- [Work instruction]
Find "the brick pagoda" in the records that follow; print that line and each subsequent line through the last one, verbatim and with nothing added.

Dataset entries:
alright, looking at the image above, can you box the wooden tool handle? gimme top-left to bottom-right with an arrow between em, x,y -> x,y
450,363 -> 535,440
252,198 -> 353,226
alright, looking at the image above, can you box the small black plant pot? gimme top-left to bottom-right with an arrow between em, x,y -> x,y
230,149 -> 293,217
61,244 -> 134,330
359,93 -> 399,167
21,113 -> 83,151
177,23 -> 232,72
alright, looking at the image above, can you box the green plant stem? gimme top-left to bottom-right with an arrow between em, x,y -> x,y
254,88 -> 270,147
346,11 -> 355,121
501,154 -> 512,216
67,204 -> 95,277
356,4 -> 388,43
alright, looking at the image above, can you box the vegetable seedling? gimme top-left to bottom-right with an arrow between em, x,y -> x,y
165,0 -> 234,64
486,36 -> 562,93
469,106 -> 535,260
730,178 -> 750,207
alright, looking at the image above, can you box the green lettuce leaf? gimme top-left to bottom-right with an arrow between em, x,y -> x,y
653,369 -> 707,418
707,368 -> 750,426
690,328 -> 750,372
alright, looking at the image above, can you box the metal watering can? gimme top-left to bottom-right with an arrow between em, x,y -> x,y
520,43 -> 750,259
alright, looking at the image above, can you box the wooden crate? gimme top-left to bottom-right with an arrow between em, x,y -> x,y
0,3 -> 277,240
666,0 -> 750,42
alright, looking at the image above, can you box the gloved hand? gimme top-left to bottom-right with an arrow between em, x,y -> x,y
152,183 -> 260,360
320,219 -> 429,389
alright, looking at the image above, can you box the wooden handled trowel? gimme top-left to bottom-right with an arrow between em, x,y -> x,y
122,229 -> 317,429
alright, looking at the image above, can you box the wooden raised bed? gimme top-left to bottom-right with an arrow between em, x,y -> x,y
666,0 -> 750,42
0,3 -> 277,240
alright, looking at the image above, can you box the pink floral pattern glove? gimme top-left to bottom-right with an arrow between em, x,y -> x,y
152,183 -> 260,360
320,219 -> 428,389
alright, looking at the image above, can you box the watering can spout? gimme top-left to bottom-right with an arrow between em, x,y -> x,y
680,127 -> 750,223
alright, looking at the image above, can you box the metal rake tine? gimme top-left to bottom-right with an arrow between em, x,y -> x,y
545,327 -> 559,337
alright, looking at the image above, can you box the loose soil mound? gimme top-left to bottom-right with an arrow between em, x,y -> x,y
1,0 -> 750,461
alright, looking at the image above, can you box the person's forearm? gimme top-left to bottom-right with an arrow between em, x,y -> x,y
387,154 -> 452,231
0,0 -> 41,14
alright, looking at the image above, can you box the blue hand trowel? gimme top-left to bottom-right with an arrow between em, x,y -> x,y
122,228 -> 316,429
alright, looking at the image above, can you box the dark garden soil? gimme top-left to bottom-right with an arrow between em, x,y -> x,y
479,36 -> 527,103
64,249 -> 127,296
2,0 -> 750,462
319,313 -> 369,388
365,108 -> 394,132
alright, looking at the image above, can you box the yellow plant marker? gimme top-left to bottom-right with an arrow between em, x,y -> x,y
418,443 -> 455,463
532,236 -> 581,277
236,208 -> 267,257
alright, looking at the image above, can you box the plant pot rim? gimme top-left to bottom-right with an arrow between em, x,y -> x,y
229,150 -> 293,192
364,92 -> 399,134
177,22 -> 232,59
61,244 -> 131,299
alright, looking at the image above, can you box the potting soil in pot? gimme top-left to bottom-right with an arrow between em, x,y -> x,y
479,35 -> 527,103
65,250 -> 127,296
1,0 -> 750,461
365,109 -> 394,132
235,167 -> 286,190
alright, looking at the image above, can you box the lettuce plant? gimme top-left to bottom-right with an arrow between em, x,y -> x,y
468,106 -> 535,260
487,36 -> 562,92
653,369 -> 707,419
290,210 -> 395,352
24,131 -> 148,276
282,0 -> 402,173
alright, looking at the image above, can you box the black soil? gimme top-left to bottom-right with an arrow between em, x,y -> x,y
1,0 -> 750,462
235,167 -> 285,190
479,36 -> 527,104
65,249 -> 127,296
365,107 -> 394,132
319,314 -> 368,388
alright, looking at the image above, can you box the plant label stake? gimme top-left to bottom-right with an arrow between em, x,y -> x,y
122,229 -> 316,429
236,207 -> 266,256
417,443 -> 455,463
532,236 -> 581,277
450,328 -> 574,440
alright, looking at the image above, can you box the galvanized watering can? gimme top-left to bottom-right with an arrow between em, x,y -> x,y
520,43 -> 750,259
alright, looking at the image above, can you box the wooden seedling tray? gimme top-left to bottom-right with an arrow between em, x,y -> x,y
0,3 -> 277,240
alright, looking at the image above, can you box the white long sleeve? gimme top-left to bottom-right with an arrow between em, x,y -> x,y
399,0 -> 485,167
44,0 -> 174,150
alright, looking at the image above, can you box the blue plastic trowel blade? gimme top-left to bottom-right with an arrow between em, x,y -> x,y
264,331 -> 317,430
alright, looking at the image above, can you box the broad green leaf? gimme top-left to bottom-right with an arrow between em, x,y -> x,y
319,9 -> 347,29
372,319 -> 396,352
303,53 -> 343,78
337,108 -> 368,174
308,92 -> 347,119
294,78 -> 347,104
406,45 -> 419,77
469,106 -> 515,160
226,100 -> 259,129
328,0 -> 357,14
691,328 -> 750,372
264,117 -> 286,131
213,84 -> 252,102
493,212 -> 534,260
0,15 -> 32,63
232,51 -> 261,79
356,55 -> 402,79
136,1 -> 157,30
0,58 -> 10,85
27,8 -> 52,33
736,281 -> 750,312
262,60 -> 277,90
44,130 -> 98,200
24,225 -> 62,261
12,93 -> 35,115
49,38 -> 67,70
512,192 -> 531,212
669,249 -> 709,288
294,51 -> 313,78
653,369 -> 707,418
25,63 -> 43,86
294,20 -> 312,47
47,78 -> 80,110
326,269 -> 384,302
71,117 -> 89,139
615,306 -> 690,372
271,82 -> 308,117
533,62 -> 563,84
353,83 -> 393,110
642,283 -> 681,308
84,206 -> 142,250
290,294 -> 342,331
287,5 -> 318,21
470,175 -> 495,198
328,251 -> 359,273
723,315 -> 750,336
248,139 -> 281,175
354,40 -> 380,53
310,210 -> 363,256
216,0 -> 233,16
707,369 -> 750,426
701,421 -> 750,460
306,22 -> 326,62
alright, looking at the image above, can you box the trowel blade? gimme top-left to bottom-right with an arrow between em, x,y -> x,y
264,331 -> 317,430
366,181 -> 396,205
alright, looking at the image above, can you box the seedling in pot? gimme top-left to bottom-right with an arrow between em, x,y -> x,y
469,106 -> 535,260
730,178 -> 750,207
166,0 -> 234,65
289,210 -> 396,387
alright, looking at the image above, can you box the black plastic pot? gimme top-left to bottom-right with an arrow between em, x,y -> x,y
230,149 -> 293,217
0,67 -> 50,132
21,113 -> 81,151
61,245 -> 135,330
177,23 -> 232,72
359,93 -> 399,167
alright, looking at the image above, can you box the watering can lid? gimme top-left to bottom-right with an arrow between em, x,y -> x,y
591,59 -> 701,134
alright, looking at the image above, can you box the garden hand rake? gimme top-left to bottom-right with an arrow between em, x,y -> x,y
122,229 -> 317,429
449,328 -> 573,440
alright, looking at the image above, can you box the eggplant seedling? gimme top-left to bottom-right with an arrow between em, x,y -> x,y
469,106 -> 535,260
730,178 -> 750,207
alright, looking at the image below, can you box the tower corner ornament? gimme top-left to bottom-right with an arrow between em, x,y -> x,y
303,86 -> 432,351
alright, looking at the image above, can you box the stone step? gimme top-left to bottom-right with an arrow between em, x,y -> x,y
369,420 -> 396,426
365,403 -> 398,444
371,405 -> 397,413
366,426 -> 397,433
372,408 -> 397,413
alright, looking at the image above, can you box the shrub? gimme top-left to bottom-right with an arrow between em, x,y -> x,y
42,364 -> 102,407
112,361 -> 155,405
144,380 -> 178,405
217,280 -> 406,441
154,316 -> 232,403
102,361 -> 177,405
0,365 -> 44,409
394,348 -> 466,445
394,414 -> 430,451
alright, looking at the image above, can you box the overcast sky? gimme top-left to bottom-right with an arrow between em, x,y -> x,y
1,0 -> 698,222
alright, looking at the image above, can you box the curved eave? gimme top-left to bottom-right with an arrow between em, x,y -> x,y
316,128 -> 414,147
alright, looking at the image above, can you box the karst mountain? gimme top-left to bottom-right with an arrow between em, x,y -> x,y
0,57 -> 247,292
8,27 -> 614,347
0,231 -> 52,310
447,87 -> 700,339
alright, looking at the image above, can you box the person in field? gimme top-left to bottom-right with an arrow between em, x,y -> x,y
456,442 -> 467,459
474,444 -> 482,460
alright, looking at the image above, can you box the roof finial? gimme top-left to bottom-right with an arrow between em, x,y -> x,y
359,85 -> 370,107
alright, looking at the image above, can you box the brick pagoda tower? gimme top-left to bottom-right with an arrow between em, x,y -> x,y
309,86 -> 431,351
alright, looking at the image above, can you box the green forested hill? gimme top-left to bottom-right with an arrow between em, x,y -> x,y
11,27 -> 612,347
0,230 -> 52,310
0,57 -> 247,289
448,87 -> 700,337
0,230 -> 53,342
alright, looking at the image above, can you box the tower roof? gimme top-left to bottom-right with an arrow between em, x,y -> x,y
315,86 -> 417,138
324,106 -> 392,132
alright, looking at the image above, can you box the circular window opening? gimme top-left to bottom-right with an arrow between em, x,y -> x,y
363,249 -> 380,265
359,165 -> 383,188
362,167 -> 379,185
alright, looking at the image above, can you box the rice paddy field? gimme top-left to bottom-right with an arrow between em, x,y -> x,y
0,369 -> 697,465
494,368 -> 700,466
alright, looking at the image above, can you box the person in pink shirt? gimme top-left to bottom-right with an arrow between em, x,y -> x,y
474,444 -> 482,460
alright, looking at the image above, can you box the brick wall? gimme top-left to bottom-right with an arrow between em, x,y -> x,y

- [The completed task]
alright, looking at the image above, can you box the brick pagoda tower? gimme top-left to bottom-right with an arrow between em, x,y -> x,y
309,86 -> 431,351
alright, looking at the image above, can you box the green forested hill? gimme top-left to bottom-right with an arrow between em, x,y -> x,y
11,27 -> 612,347
0,230 -> 52,310
0,57 -> 247,289
448,87 -> 700,337
0,230 -> 53,342
alright, looking at the image above, can you box the tower roof? gimme top-left to bottom-right with an arrow between em, x,y -> x,y
315,86 -> 417,138
324,106 -> 392,132
alright, looking at the image above, can you box the circular window opening? gimme top-left to bottom-right with an arrow between em, x,y -> x,y
363,249 -> 380,265
359,165 -> 383,188
362,167 -> 379,185
alright, looking at the image above, can you box the rice paddy field? gimme top-left to bottom-right with an arrow between em, x,y -> x,y
0,369 -> 697,465
494,368 -> 700,466
alright, looking at the image above, can you box the person in pink shirt? gimme top-left to bottom-right with an arrow between em, x,y -> x,y
474,444 -> 482,460
alright, looking at the image above, can you box the brick wall? gimme top-left to bottom-right with an arrow between em, x,y -> x,y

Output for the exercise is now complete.